EXERCISE BRIEF: Every entry is to be written out word for word.

RECORDS FOR THE TASK:
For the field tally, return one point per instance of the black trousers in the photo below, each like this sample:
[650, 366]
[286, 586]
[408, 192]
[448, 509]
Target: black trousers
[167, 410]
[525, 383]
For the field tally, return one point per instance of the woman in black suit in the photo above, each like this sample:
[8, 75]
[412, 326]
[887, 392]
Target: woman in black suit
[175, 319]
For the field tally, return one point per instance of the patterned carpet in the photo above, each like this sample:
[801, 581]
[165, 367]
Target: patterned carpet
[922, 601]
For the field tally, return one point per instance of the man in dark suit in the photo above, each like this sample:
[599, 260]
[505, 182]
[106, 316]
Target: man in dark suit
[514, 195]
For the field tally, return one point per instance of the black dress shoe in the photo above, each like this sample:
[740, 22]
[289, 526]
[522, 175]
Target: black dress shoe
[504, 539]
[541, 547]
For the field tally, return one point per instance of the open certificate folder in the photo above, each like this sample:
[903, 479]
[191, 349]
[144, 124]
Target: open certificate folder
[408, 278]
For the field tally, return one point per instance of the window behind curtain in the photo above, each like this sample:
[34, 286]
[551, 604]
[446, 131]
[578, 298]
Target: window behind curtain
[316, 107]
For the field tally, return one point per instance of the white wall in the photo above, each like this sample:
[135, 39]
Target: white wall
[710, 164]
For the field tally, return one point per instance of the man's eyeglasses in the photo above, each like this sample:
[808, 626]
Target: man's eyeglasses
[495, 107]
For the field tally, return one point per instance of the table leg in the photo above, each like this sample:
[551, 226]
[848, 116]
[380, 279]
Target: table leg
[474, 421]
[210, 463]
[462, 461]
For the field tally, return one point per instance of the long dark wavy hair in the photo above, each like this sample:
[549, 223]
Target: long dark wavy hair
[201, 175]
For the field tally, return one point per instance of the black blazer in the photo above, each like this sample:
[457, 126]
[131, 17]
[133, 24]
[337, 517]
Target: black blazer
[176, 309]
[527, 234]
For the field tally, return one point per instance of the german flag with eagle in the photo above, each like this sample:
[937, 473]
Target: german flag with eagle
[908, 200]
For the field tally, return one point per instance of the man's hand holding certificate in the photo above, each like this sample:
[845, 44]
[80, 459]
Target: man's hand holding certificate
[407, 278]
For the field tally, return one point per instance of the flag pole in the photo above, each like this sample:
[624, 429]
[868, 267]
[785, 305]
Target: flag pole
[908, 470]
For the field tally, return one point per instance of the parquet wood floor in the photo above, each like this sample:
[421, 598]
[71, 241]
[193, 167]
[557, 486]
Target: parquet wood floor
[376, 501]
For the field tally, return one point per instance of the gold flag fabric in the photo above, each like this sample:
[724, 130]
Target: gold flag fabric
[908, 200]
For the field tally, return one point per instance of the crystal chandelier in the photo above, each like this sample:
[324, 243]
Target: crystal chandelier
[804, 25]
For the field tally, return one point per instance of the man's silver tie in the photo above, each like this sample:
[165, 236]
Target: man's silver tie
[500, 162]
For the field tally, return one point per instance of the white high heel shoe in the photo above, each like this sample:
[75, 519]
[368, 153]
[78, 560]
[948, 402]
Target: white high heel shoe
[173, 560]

SOLUTION TO THIS TASK:
For the field tally, return one point per instance of the black trousers in the photo below, each like this sample:
[650, 366]
[286, 586]
[408, 192]
[448, 509]
Target: black trousers
[167, 410]
[525, 383]
For the field tally, return one point per instance of the woman in black suit in the photo above, each like this sample:
[8, 75]
[412, 326]
[887, 392]
Target: woman in black suit
[175, 319]
For the field tally, return one point per instance of the patterned carpet in the photo above, each like this sample:
[801, 581]
[165, 367]
Target: patterned carpet
[922, 601]
For the field tally, return one point per instance of the man in dark suit in the photo above, each like this sample:
[599, 260]
[505, 182]
[106, 316]
Target: man in dark suit
[514, 195]
For the field tally, return one point per instance of the black dress shoe in the photo above, each like this sample:
[740, 22]
[289, 526]
[522, 175]
Target: black dress shoe
[504, 539]
[541, 547]
For the field tally, return one point per instance of the open certificate folder in the photo above, each like this sample:
[903, 479]
[191, 349]
[144, 124]
Target: open certificate folder
[408, 278]
For the field tally, return one point per instance of the window behind curtain in the photo above, each like this sample:
[34, 286]
[551, 604]
[446, 131]
[578, 298]
Target: window behind curtain
[316, 107]
For the field tally, return one point per instance of the white wall in the photo above, each like this sample:
[135, 39]
Target: white wall
[710, 164]
For the field tally, return one point per instance of the man's eyeglasses in the photo above, each like this sample:
[808, 626]
Target: man's eyeglasses
[495, 107]
For the field tally, return one point per instance of the table leg in the photo above, each like this sample:
[551, 226]
[848, 116]
[380, 279]
Target: table leg
[474, 421]
[210, 463]
[462, 461]
For the field tally, return one point per instance of the long dark wavy hair in the photo above, each like this sample:
[549, 223]
Target: long dark wavy hair
[201, 175]
For the field tally, return one point per instance of the black blazer in the photo above, each like this sample:
[457, 126]
[131, 17]
[133, 24]
[337, 517]
Target: black blazer
[176, 309]
[527, 234]
For the field tally, return one point per instance of the german flag with eagle in the photo above, each like this sample:
[937, 473]
Target: german flag with eagle
[908, 200]
For the field tally, return one point per instance of the man's hand holding certificate in the photo above, each like this sample:
[845, 44]
[80, 459]
Target: man's hand holding certificate
[407, 278]
For the field tally, return one point per instance of the flag pole in the photo above, each like this sample:
[624, 429]
[868, 267]
[785, 305]
Target: flag pole
[908, 470]
For the field tally, return one point per instance of the parquet wood floor in the photo above, each like this sample:
[421, 598]
[71, 241]
[193, 167]
[557, 486]
Target: parquet wood floor
[376, 501]
For the field tally, return one point per instance of the gold flag fabric in the photo above, each like this sample:
[724, 130]
Target: gold flag fabric
[908, 200]
For the field tally, return one point per instance of the crystal chandelier in the photo above, each like this sample:
[324, 243]
Target: crystal chandelier
[804, 25]
For the field tally, return one point per instance of the man's silver tie in the photo above, each like this sample:
[165, 236]
Target: man's silver tie
[500, 162]
For the field tally, return one point per instance of the white high heel shoe in the photo above, each like this sample:
[75, 519]
[368, 153]
[78, 560]
[948, 402]
Target: white high heel shoe
[173, 560]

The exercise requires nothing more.